◆ **TASKS AND EXERCISES**:
1. List every percentage figure that appears in the OALJ backlog text, in order of appearance.
2. From the OALJ backlog text, write out the stretch from "At the July" through "next fiscal year." word for word.

───── DOCUMENT TEXT

The root cause of the growing backlog in OALJ cases is a steady drop in the number of ALJs and a steep increase in the number of new cases. Over the past 8 years the number of ALJs has dropped by 20% (from 45 to 36), while the number of incoming cases has jumped by 60% (from 5,220 cases in FY 2005 to 8,320 in FY 2014). The problem has been further exacerbated by sequestration. In view of the mismatch between resources and workload, the accumulated backlog for OALJ cases (including black lung, wage and hour, longshore and harbor, whistleblower, immigration, and other statutes) has grown by over 30% in just the past two years to over 14,000 cases.
As an example of the problem, the average Black Lung Benefits Act case languishes for 42 months due to the shortage of ALJs--up from 34 months just one year ago. Delays are so extreme that it takes 429 days merely to assign a case to an ALJ.
At the July 22, 2014, Senate hearing entitled “Coal Miners’ Struggle for Justice: How Unethical Legal and Medical Practices Stack the Deck against Black Lung Claimants,” the DOL testified that new claim filings in FY 2014 have exceeded its estimates and are expected to be 10.6% higher than FY 2013. Nearly all of the new claims which are approved will be appealed to the ALJs. Moreover, following the reports that a coal industry expert witness—Dr. Paul Wheeler--had never diagnosed a miner with complicated pneumoconiosis in more than 1,500 claims involving 3,400 X-rays since 2000, the Department has notified over 1,000 claimants of their right to reopen or refile claims, which DOL testified is “likely to result in a significant number of new claim filings” over the next fiscal year.

──────────
───── ENTRIES PROVIDED

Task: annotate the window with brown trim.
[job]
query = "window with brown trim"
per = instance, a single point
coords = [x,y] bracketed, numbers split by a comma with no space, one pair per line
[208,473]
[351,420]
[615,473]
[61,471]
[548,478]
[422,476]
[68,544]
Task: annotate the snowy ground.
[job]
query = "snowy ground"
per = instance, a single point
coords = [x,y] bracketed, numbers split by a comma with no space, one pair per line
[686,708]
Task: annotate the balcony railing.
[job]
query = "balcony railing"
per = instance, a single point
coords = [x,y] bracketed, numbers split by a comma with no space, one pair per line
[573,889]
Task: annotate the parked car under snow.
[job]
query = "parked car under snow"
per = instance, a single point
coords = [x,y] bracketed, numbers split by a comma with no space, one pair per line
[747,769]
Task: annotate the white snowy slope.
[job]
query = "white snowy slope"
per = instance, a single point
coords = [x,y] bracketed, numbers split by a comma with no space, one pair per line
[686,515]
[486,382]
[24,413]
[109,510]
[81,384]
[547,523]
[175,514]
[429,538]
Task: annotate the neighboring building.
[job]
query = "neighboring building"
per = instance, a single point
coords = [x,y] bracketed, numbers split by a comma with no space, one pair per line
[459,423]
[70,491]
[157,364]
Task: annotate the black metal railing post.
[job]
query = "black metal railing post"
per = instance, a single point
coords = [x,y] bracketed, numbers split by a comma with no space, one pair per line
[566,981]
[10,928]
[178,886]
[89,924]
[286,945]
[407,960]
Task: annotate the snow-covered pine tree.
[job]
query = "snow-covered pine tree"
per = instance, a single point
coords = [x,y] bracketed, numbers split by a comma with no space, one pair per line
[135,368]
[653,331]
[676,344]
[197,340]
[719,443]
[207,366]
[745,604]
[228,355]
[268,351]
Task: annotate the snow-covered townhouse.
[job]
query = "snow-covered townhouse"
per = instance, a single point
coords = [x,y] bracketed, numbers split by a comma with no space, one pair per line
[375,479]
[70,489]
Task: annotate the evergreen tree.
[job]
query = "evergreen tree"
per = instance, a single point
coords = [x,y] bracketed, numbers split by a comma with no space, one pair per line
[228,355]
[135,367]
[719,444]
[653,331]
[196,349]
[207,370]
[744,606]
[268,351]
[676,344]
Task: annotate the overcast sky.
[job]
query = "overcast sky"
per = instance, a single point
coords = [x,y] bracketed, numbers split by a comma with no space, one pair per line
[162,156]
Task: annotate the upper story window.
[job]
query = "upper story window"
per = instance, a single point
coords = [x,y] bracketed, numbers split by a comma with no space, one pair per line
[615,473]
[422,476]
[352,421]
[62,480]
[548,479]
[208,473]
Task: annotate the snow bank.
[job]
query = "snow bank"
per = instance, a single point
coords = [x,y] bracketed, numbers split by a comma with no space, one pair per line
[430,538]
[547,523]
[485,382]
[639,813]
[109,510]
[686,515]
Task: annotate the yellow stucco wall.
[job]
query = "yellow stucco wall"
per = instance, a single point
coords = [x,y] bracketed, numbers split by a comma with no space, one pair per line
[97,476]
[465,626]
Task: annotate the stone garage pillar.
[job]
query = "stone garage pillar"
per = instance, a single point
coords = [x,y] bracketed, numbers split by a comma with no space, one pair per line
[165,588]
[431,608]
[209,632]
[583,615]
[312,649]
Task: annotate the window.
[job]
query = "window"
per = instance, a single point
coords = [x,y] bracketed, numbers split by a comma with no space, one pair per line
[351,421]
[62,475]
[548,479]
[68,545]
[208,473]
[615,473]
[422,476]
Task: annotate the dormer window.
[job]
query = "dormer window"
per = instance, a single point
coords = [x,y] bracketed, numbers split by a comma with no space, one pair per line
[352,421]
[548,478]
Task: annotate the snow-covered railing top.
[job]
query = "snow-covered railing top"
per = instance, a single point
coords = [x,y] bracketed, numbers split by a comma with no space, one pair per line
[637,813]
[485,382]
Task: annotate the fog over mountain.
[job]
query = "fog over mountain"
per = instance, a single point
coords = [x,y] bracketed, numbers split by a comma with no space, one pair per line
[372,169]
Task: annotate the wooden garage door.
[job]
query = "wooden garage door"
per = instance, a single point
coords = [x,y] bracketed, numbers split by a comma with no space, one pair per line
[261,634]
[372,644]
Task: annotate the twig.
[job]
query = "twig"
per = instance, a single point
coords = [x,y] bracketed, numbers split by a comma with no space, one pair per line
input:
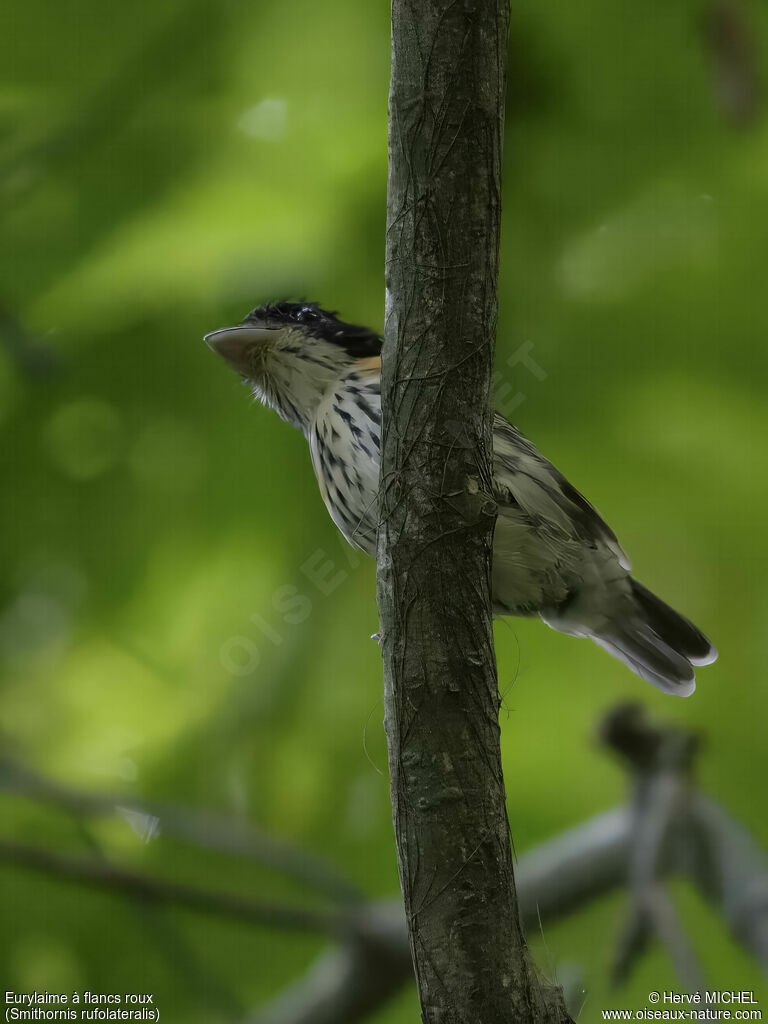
[209,832]
[103,876]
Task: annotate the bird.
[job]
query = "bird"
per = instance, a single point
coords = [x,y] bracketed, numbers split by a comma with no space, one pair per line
[553,555]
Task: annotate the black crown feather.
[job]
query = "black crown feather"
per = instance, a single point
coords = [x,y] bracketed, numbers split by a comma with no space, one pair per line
[317,323]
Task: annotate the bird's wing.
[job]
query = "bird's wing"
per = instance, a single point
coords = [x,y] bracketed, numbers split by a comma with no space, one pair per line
[525,480]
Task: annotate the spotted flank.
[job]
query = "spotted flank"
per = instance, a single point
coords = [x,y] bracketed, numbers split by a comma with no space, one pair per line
[554,556]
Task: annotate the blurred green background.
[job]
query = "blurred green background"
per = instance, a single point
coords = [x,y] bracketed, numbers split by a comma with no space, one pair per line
[163,167]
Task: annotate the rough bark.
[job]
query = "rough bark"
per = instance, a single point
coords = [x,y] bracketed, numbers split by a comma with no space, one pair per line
[455,858]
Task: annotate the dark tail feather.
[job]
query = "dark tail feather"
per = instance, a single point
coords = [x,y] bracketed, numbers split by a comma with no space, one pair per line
[676,631]
[656,642]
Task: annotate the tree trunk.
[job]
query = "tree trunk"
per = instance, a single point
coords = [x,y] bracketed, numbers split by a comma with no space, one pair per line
[437,516]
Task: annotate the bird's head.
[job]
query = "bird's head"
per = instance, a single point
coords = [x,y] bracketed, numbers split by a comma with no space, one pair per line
[291,352]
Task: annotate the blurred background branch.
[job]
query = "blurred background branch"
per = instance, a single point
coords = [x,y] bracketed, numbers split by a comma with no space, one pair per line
[668,830]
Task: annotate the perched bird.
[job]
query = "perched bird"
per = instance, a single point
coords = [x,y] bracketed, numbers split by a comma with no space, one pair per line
[553,554]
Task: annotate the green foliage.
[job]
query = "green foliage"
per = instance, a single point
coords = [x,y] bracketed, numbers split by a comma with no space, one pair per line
[166,166]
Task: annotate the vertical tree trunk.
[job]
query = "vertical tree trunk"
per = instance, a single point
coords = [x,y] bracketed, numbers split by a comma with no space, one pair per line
[437,515]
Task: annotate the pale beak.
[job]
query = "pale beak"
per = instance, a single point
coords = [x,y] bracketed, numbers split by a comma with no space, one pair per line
[236,344]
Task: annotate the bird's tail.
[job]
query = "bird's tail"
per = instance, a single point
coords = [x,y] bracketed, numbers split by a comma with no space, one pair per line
[655,641]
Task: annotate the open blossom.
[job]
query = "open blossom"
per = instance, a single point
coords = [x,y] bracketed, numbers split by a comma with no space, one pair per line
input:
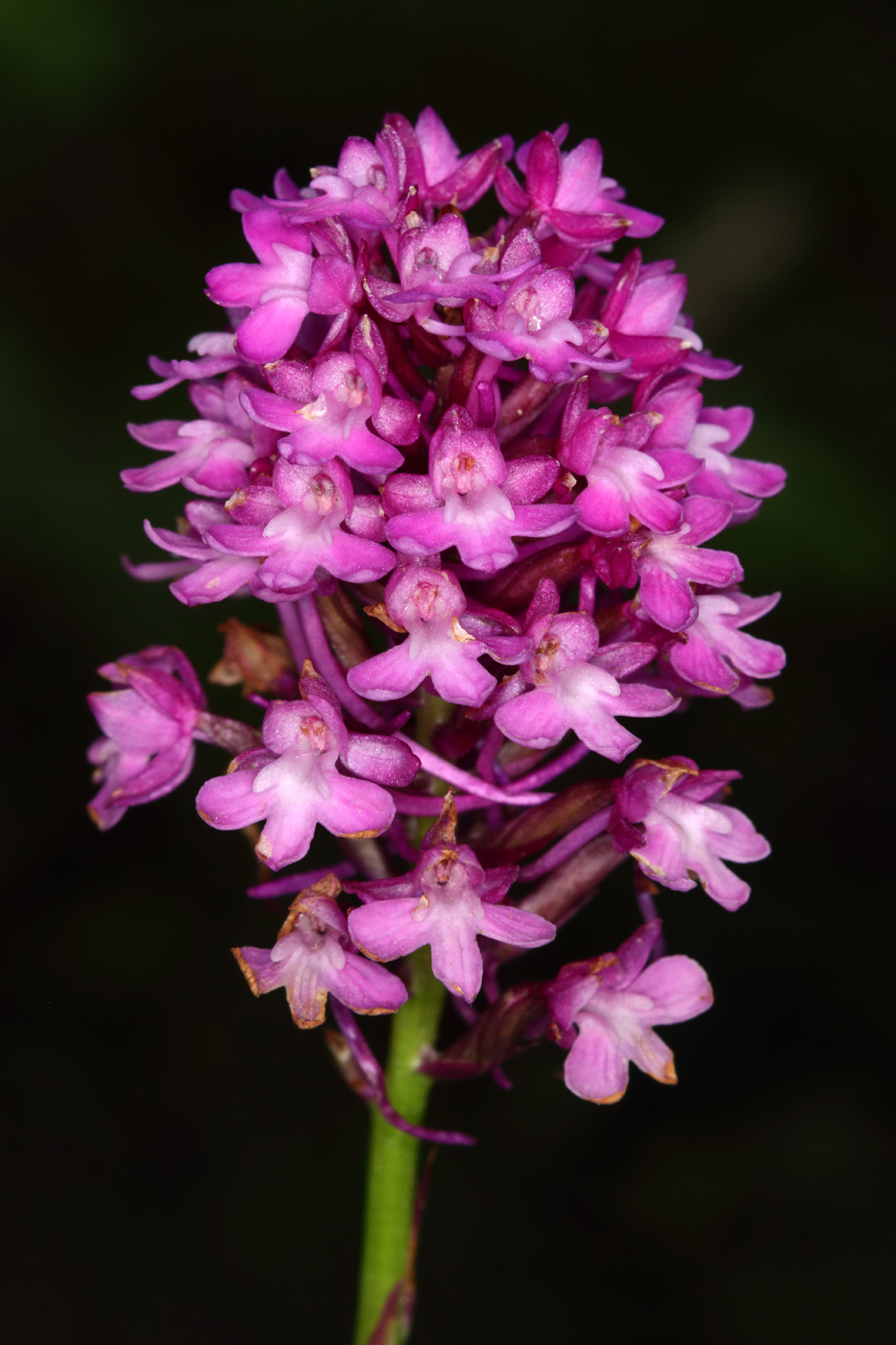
[534,322]
[148,725]
[294,783]
[668,818]
[574,683]
[446,901]
[403,444]
[443,643]
[642,312]
[606,1009]
[435,262]
[712,434]
[569,195]
[436,165]
[621,480]
[275,289]
[296,525]
[717,652]
[210,456]
[314,958]
[215,354]
[668,565]
[472,500]
[323,412]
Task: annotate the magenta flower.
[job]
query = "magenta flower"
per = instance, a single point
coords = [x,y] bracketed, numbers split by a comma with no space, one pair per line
[712,434]
[435,262]
[148,726]
[642,311]
[326,409]
[314,958]
[275,289]
[667,817]
[436,167]
[207,575]
[604,1011]
[294,783]
[208,456]
[444,642]
[574,683]
[410,423]
[715,652]
[296,525]
[569,195]
[363,188]
[473,500]
[534,323]
[736,480]
[446,901]
[623,481]
[670,564]
[217,355]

──────────

◆ **RESPONSES TO THE TASKS**:
1. 20%, 60%, 30%, 10.6%

2.
At the July 22, 2014, Senate hearing entitled “Coal Miners’ Struggle for Justice: How Unethical Legal and Medical Practices Stack the Deck against Black Lung Claimants,” the DOL testified that new claim filings in FY 2014 have exceeded its estimates and are expected to be 10.6% higher than FY 2013. Nearly all of the new claims which are approved will be appealed to the ALJs. Moreover, following the reports that a coal industry expert witness—Dr. Paul Wheeler--had never diagnosed a miner with complicated pneumoconiosis in more than 1,500 claims involving 3,400 X-rays since 2000, the Department has notified over 1,000 claimants of their right to reopen or refile claims, which DOL testified is “likely to result in a significant number of new claim filings” over the next fiscal year.